--- Passage given ---
>>

Alerts

Alerts

Alerts notify you when agent runs or content source pulls match specific conditions — failures, performance regressions, error rate spikes, or unusual activity. Configure them once, and Seclai monitors your resources 24/7 so you don't have to.

Overview

The Alerts system has two sides:

  1. Alert Configuration — Rules you define that specify when to trigger a notification (e.g., "alert me after 3 consecutive failures")
  2. Alert Instances — Individual triggered alerts created when a rule fires (e.g., "Agent 'Daily Report' failed 3 times in a row at 2:14 PM")

You manage both from the Alerts section in the left sidebar.

Alert Scopes

Alerts can be configured at three levels:

ScopeWhere to ConfigureApplies To
Account-wideAlerts → Agent Alerts / Content Source Alerts tabsAll agents or all sources in the account
Per-agentAgent → Alerts tabA specific agent only
Per-sourceContent Source → Alerts tabA specific content source only

Per-resource alerts override account-wide settings for that resource, giving you fine-grained control.

Example: You might set a conservative account-wide "consecutive failures" threshold of 5, then override it to 2 for a business-critical agent that needs faster notification.


Agent Alert Types

Five alert types are available for monitoring agent runs:

Run Failed

Triggers an alert every time an agent run fails, regardless of context. This is the simplest alert type — useful for agents where any failure is unacceptable.

SettingValue
ThresholdsNone — every failure triggers
Best forCritical, low-volume agents

Example use case: A financial reporting agent that runs once daily. Every failure must be investigated immediately.

Consecutive Failures

Triggers an alert when an agent fails a configurable number of times in a row. This filters out one-off transient errors and only alerts on persistent issues.

SettingRangeDefaultDescription
Count2 – 1003Number of consecutive failures before alerting

Example use case: A web scraping agent that occasionally encounters timeout errors. Setting the count to 3 means you're only alerted when the upstream site is genuinely down, not when a single request times out.

Example configuration:

Alert type: Consecutive Failures
Count: 3
Cooldown: 60 minutes

→ Alert fires after the 3rd failure in a row
→ Won't fire again for at least 60 minutes

Error Rate Spike

Triggers when the failure rate within a sliding window of runs exceeds a threshold. Ideal for high-volume agents where some failures are tolerable but a spike indicates a systemic problem.

SettingRangeDefaultDescription
Rate0.01 – 1.00.5Failure rate threshold (e.g., 0.5 = 50%)
Window runs5 – 1,00020Number of recent runs to evaluate

Example use case: A customer support agent that handles hundreds of conversations daily. A 5% failure rate is normal, but if it spikes to 50% across the last 20 runs, something is wrong.

Example configuration:

Alert type: Error Rate Spike
Rate: 0.25 (25%)
Window runs: 50
Cooldown: 120 minutes

→ Alert fires when 13+ of the last 50 runs failed (≥25%)

Run Burst

Triggers when too many runs start within a short time window. This detects unusual activity — accidental loops, abuse, or misconfigured triggers.

<<

--- Data section ---
>>

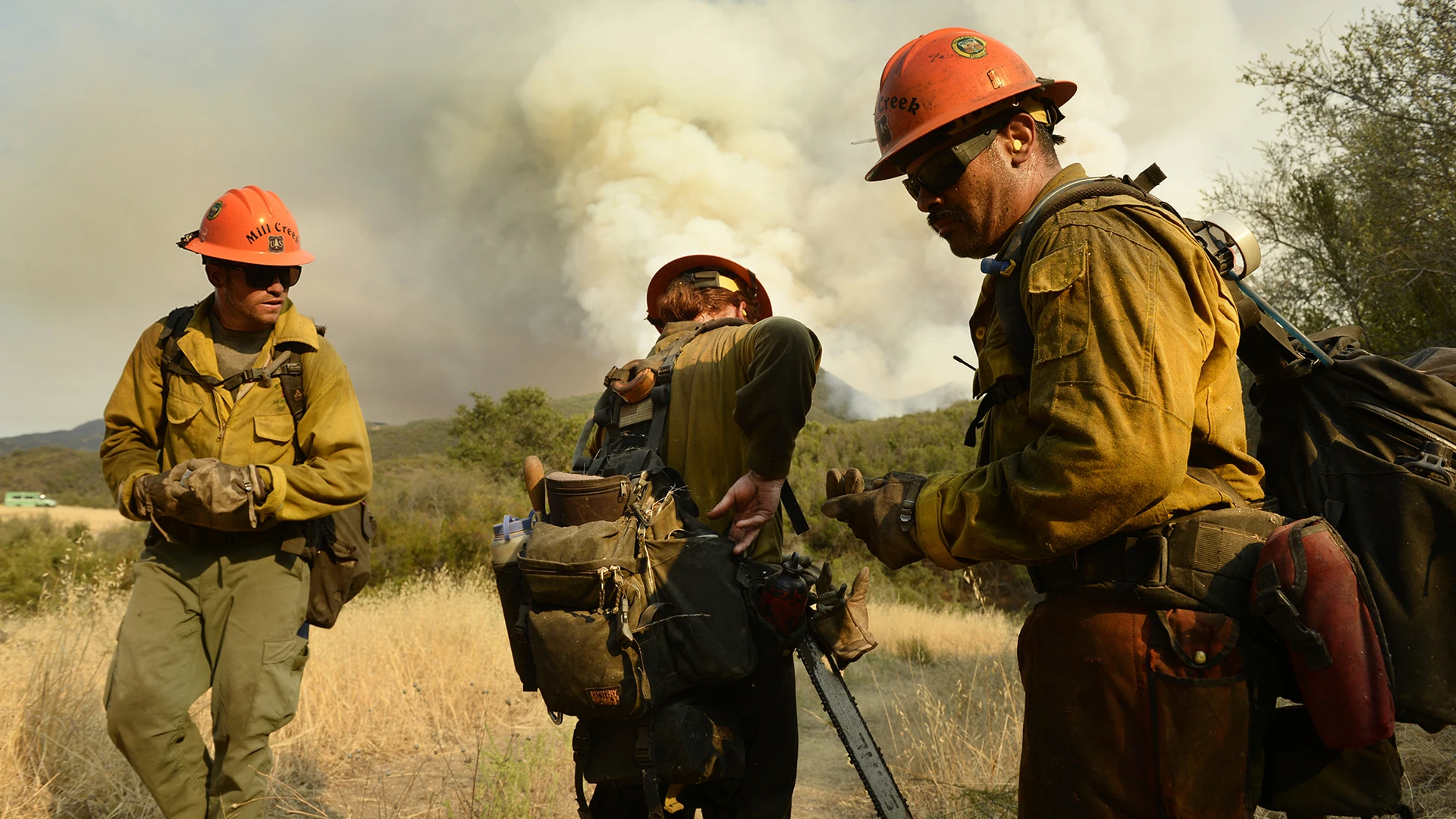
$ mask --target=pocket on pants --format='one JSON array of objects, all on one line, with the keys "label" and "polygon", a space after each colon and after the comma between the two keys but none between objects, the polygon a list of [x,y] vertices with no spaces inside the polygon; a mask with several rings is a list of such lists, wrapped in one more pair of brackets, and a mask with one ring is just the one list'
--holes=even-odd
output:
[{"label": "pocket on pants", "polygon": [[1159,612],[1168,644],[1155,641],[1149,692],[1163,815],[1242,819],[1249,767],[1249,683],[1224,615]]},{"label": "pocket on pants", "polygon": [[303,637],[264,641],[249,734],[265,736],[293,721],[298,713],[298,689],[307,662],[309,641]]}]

<<

--- Task requirements ---
In the alerts documentation, transcribe the passage starting with "Triggers when the" and going on through "a systemic problem.", keeping every word and mark unchanged.

--- Written response ---
Triggers when the failure rate within a sliding window of runs exceeds a threshold. Ideal for high-volume agents where some failures are tolerable but a spike indicates a systemic problem.